--- SUPPLIED TEXT Enclosed Below ---
She easily clarifies her job description, distinguishing it from that of the forensic pathologist: The forensic anthropologist’s field of investigation consists of bones and teeth and charred human remains. The forensic pathologist deals with “the squishy stuff.”

Had enough? If so, you probably won’t like the book. Although Craig never dwells on the macabre, it is ever-present. She approaches it with calm reason. Just as she learned early on to verbalize her thought processes to give the other team members insight into her deliberations, she talks the reader through a series of fascinating cases, from discovery to solution (if indeed there is a solution). Even her accounts of graduate school studies are riveting, especially the descriptions of how she learned to rely on her fingers as much as her eyes. This habit also leads to a rare laugh, as she thoughtfully strokes a leg bone, “listening” to her sense of touch while totally unaware of the image she presents to her observers.

Fans of Patricia Cornwell will shiver in delight at Craig’s accounts of her studies at the Body Farm at the University of Tennessee at Knoxville. Readers of high-profile memoirs will respect her lack of ego: Craig simply enjoys her triumphs and relates her setbacks, missteps, and stark terrors with remarkably little drama.
--- End of Enclosed SUPPLIED TEXT ---
--- DATA FOR ANALYSIS Enclosed Below ---
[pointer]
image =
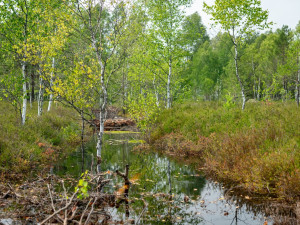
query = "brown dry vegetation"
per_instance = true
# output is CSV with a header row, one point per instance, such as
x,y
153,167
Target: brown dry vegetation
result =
x,y
27,149
258,149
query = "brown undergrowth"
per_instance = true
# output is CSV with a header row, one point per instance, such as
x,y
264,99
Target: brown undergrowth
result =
x,y
258,150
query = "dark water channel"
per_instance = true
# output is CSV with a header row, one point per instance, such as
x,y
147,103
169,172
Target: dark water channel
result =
x,y
175,193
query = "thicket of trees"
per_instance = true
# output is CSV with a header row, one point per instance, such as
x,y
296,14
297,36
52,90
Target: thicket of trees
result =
x,y
141,55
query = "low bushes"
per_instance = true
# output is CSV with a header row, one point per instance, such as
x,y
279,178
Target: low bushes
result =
x,y
38,142
258,148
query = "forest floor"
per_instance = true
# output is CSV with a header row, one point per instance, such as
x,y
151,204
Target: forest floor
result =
x,y
257,150
30,149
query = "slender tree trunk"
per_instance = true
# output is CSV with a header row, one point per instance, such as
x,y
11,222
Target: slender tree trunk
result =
x,y
30,96
238,76
169,83
156,92
24,107
258,89
102,117
51,85
82,142
32,84
298,82
41,94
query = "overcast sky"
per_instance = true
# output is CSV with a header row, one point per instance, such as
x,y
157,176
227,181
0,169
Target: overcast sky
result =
x,y
281,12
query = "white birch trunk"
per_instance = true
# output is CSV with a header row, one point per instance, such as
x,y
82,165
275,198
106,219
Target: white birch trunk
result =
x,y
51,85
24,107
298,82
41,96
156,92
238,76
168,84
258,89
30,96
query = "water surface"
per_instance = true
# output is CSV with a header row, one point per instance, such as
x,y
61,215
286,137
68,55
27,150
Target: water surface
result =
x,y
176,193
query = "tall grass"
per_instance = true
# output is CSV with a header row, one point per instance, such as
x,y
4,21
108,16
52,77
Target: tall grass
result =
x,y
258,148
38,142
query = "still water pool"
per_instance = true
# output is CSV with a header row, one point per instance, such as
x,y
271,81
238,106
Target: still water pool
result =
x,y
175,193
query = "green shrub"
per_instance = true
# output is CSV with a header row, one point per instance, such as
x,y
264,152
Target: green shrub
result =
x,y
258,148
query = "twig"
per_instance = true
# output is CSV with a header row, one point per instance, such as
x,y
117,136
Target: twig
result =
x,y
92,209
58,211
52,204
143,211
81,218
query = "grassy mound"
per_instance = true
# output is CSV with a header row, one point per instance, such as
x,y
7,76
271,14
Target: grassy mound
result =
x,y
38,142
258,148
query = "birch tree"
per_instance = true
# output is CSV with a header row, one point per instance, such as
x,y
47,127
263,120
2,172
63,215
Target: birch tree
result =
x,y
165,29
104,27
16,23
238,18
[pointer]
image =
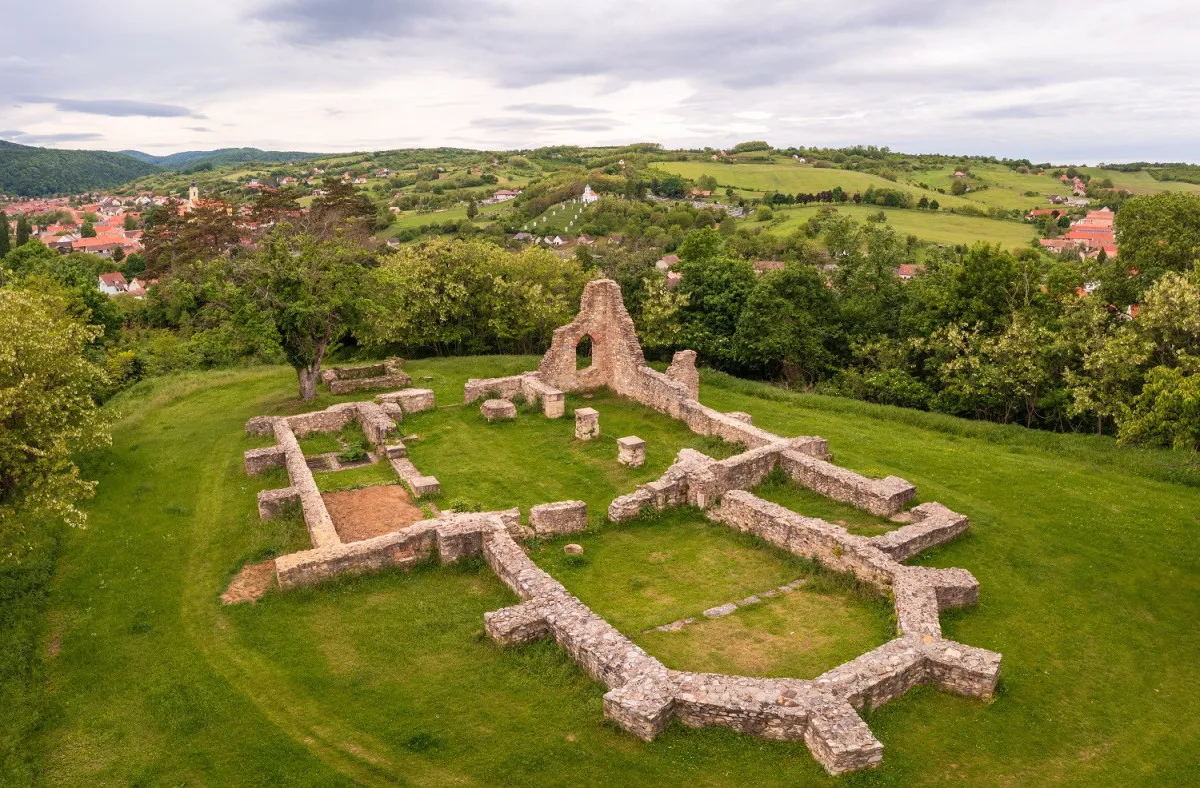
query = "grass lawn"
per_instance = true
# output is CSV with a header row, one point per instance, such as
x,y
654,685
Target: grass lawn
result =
x,y
795,178
1086,554
1006,187
936,227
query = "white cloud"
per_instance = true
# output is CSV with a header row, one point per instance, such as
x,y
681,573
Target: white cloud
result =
x,y
321,74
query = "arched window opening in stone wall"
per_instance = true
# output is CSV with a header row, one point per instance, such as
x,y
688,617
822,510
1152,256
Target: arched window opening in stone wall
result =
x,y
583,353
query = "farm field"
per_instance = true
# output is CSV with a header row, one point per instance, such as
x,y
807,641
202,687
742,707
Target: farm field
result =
x,y
1085,555
1140,182
793,178
936,227
1006,187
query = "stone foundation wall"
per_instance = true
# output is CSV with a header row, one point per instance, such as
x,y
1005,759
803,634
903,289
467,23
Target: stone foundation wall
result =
x,y
808,536
880,497
316,516
454,536
387,374
933,524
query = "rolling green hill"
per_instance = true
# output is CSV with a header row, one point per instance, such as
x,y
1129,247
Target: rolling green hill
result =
x,y
40,172
1085,554
221,156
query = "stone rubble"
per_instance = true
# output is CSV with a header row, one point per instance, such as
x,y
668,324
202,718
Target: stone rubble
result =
x,y
376,376
643,695
587,423
498,409
562,517
631,451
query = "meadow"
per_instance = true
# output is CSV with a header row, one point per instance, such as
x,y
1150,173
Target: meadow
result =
x,y
936,227
1086,557
791,178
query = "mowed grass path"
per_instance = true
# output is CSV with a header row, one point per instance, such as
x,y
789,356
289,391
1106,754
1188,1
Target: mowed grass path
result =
x,y
792,178
1087,563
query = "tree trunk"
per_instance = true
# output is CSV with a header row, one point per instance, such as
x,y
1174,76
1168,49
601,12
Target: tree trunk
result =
x,y
307,383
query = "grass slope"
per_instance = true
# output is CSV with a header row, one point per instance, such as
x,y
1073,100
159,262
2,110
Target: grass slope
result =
x,y
1086,555
795,178
929,226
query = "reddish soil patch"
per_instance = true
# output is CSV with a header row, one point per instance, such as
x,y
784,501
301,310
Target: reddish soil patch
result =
x,y
371,511
250,583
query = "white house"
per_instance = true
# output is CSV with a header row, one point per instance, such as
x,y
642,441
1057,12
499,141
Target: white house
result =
x,y
113,283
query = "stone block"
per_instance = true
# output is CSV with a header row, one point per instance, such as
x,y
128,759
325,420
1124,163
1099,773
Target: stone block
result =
x,y
587,423
563,517
261,426
631,451
409,399
423,486
498,409
720,611
259,459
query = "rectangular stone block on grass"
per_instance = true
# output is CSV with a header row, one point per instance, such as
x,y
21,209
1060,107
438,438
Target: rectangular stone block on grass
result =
x,y
498,409
631,451
587,423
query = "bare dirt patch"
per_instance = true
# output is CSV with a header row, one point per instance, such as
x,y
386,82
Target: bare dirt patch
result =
x,y
251,583
371,511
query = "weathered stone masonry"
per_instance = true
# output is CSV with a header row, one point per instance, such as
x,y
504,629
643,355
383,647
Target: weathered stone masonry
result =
x,y
643,695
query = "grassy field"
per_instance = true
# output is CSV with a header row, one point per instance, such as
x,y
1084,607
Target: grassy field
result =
x,y
795,178
937,227
1086,555
1005,187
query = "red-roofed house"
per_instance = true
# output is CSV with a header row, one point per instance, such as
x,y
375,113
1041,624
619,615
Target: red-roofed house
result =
x,y
113,283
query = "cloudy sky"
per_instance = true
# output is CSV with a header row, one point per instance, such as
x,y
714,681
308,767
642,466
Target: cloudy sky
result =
x,y
1083,82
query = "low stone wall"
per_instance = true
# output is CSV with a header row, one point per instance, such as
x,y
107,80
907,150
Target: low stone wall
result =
x,y
931,524
808,536
528,384
643,695
316,516
880,497
409,401
259,459
563,517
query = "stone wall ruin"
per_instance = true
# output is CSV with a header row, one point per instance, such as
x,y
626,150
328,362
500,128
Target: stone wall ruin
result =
x,y
642,693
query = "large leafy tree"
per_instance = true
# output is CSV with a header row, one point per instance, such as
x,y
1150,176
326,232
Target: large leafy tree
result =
x,y
47,410
472,296
177,239
304,289
789,324
1157,233
717,287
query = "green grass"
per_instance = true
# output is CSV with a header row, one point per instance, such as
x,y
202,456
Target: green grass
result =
x,y
936,227
381,473
1086,555
792,178
780,489
1140,182
533,459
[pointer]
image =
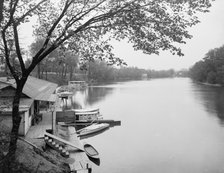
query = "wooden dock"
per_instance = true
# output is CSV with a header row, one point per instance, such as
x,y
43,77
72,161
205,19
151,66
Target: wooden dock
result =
x,y
79,162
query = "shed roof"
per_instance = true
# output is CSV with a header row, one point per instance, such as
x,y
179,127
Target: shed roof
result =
x,y
34,88
6,104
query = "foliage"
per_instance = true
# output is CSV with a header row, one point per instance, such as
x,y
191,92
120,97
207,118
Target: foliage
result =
x,y
86,28
211,68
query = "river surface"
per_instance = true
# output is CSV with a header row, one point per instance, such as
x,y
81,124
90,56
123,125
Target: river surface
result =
x,y
167,126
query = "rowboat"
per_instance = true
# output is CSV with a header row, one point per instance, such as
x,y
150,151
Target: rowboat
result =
x,y
93,128
92,153
65,94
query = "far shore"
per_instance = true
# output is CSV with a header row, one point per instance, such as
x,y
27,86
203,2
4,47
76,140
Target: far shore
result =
x,y
209,84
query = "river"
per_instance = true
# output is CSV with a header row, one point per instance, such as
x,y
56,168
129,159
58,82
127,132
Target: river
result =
x,y
167,126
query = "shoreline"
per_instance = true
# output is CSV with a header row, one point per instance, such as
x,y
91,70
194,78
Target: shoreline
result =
x,y
208,84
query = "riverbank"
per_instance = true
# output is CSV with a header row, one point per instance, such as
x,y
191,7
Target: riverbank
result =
x,y
209,84
30,159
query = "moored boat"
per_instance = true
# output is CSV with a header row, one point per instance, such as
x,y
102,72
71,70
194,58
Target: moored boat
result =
x,y
65,94
92,154
93,128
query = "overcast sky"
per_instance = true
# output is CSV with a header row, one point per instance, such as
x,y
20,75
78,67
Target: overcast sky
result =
x,y
207,35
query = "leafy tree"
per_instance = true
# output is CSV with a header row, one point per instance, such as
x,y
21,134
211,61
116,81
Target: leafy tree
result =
x,y
87,27
211,68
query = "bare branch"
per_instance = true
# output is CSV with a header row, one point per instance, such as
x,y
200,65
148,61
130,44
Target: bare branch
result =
x,y
30,11
18,52
6,50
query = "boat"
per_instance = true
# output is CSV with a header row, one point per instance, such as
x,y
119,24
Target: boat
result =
x,y
83,115
77,84
65,94
92,153
93,128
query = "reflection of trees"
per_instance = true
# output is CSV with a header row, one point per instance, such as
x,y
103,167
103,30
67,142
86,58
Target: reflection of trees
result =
x,y
83,98
96,94
212,98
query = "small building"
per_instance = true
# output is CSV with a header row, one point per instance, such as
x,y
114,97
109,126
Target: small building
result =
x,y
36,92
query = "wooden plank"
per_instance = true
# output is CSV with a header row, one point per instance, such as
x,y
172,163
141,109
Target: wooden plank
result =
x,y
64,141
87,113
86,110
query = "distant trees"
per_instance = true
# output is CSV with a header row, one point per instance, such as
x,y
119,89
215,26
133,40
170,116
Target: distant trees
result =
x,y
99,71
83,26
211,68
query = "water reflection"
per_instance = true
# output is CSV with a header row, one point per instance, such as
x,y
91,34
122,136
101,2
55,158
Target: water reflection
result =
x,y
86,98
212,98
96,94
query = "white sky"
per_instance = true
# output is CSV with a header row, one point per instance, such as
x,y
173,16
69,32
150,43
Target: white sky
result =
x,y
207,35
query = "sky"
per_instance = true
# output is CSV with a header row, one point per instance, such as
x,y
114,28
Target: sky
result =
x,y
207,35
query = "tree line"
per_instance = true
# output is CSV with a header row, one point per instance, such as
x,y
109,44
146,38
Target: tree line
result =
x,y
211,68
86,28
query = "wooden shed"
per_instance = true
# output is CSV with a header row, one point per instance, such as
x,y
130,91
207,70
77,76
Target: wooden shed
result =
x,y
35,92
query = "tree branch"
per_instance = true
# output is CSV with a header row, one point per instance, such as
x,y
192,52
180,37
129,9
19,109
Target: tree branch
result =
x,y
30,11
18,51
6,50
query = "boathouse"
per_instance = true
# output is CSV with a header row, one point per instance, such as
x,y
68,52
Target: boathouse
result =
x,y
36,92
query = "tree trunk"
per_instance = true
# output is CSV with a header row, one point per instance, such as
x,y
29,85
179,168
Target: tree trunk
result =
x,y
71,72
38,71
16,119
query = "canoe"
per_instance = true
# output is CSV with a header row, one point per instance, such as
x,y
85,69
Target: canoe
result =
x,y
92,154
94,128
65,94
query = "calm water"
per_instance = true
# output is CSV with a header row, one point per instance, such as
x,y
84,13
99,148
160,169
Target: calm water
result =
x,y
167,126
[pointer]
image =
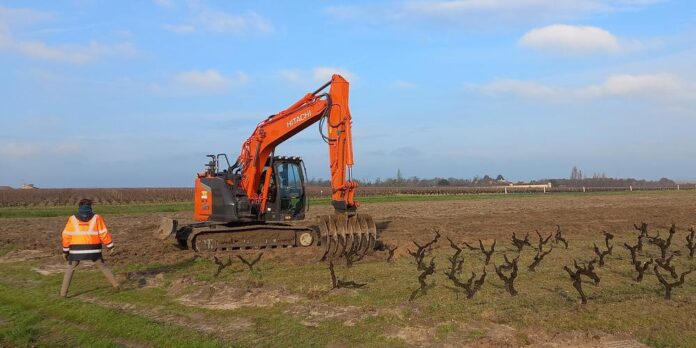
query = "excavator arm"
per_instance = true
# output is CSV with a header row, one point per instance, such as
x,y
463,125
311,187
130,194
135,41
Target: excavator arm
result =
x,y
330,108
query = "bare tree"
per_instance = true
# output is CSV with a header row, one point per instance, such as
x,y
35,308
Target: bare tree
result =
x,y
666,265
424,286
353,255
641,267
509,280
558,237
221,265
601,254
456,261
667,285
542,241
643,229
489,252
420,253
470,247
538,258
632,250
342,283
663,244
691,242
471,286
520,243
576,277
588,270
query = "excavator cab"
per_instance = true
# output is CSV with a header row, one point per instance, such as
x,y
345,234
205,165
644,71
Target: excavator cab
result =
x,y
287,199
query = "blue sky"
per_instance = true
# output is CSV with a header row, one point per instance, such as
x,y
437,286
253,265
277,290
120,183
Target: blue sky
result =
x,y
123,94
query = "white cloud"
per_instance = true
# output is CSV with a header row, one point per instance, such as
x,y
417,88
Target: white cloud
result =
x,y
662,87
218,21
18,150
179,28
488,13
324,73
207,82
527,89
21,16
401,84
291,75
75,54
571,39
164,3
204,18
645,86
65,53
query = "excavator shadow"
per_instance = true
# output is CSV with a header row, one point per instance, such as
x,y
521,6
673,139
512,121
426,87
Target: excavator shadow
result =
x,y
152,276
382,226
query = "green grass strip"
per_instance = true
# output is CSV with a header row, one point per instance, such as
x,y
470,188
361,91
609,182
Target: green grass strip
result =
x,y
34,315
140,208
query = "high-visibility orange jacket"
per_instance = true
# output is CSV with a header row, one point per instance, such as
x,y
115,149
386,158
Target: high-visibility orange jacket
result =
x,y
83,240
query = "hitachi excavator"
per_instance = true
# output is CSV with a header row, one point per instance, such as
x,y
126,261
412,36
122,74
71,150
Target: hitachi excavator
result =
x,y
250,204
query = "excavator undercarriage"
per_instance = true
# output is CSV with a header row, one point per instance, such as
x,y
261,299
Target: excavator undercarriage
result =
x,y
334,235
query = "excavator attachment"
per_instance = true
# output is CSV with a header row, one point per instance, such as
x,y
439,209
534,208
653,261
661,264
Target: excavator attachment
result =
x,y
336,236
343,234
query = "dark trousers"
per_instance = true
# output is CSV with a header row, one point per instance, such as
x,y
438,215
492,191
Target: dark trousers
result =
x,y
71,268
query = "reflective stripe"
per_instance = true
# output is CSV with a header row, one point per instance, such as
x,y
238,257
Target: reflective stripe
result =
x,y
92,222
93,251
82,233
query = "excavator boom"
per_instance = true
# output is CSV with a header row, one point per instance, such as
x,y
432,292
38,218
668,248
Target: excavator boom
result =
x,y
247,205
330,108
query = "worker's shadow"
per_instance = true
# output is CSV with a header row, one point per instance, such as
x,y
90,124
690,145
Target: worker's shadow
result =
x,y
84,292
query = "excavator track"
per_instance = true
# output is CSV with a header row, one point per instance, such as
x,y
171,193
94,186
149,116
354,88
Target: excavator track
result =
x,y
337,235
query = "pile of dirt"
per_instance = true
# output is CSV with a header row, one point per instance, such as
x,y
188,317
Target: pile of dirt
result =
x,y
229,296
50,268
313,314
24,255
146,279
225,329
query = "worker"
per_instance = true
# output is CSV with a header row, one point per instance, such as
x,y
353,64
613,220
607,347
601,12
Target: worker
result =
x,y
82,238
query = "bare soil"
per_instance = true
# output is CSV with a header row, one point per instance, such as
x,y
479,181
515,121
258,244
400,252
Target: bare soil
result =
x,y
580,217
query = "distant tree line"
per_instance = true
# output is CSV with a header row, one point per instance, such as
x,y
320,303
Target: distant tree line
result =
x,y
576,179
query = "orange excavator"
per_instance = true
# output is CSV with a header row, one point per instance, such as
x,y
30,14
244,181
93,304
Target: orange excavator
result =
x,y
250,204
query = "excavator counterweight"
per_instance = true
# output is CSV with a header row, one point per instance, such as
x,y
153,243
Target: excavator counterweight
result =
--- End of Enclosed DATA FOR ANALYSIS ---
## QUESTIONS
1. Answer these questions from the book review:
(a) What does the forensic anthropologist's field of investigation consist of?
(b) What did Craig learn in graduate school to rely on as much as her eyes?
(c) Where is the Body Farm located?
2. Repeat everything in the book review from "Had enough? If" down to "to her observers.".
3. Pick up the book review after its last sentence and continue it.

## RESPONSES BY ITEM NUMBER
1.
(a) Bones and teeth and charred human remains.
(b) Her fingers.
(c) At the University of Tennessee at Knoxville.

2.
Had enough? If so, you probably won’t like the book. Although Craig never dwells on the macabre, it is ever-present. She approaches it with calm reason. Just as she learned early on to verbalize her thought processes to give the other team members insight into her deliberations, she talks the reader through a series of fascinating cases, from discovery to solution (if indeed there is a solution). Even her accounts of graduate school studies are riveting, especially the descriptions of how she learned to rely on her fingers as much as her eyes. This habit also leads to a rare laugh, as she thoughtfully strokes a leg bone, “listening” to her sense of touch while totally unaware of the image she presents to her observers.

3.
Despite the book’s subtitle, not all of the cases covered are well known. It is to Craig’s credit that she involves us in these investigations as deeply as in those that have captured headlines. Unidentified corpses are the major characters here: Baby Lollipops, an emaciated 3-year-old found under a hedge in Miami Beach; the wealthy Connecticut tax evader whose body lay in a Kentucky riverbank for more than 30 years before being found and traced; the murdered mother and her children; the mummified remains hidden in a collapsing coal mine.

Craig wouldn’t have gone on her first high-profile case but for the fact that her professor — a noted forensic anthropologist — was unable to travel and sent, instead, three graduate students. That case was the smoldering ruins of Mount Carmel in Waco, the compound of David Koresh and the Branch Davidians. The shoot-out and subsequent conflagration in 1993 remain a hot topic with scholars of civil rights, religious freedom, and government intervention. None of that concerned Craig, however, as her only job was to collect enough body parts to constitute a human being and then to identify that person.

Although the catastrophe had taken place in McLennan County, the medical examiner’s office in Tarrant County was under contract to do McLennan’s autopsies. So Craig and her colleagues arrived in Fort Worth at 6 a.m. after an all-night drive from Tennessee. They knew they were supposed to meet Chief Medical Examiner Nizam Peerwani but had no way of knowing the horrors ahead of them.

For the next several weeks, Craig and her fellow students worked in the morgue. Readers looking for local color will be disappointed: The forensic anthropologist found no time for sightseeing. Only once, when Craig was near the breaking point, does she leave the morgue, to collect herself in the Botanic Garden.

A local hero was involved, in that scenario, however. When the graduate students arrived in Fort Worth, they had no place to stay and no budget. They would either find a cheap motel room to share or would camp out. It wasn’t until after a full, harrowing day at the morgue that they turned to that practical matter. They were directed to Harold Elliott, chaplain for the Arlington Police Department. “He immediately invited all three of us to stay with him and his wife, Norma, in their home in Arlington, Texas, a crucial refuge from the insanity we faced each day,” she writes. It was Elliott who took Craig to the Botanic Garden when the horror overcame her.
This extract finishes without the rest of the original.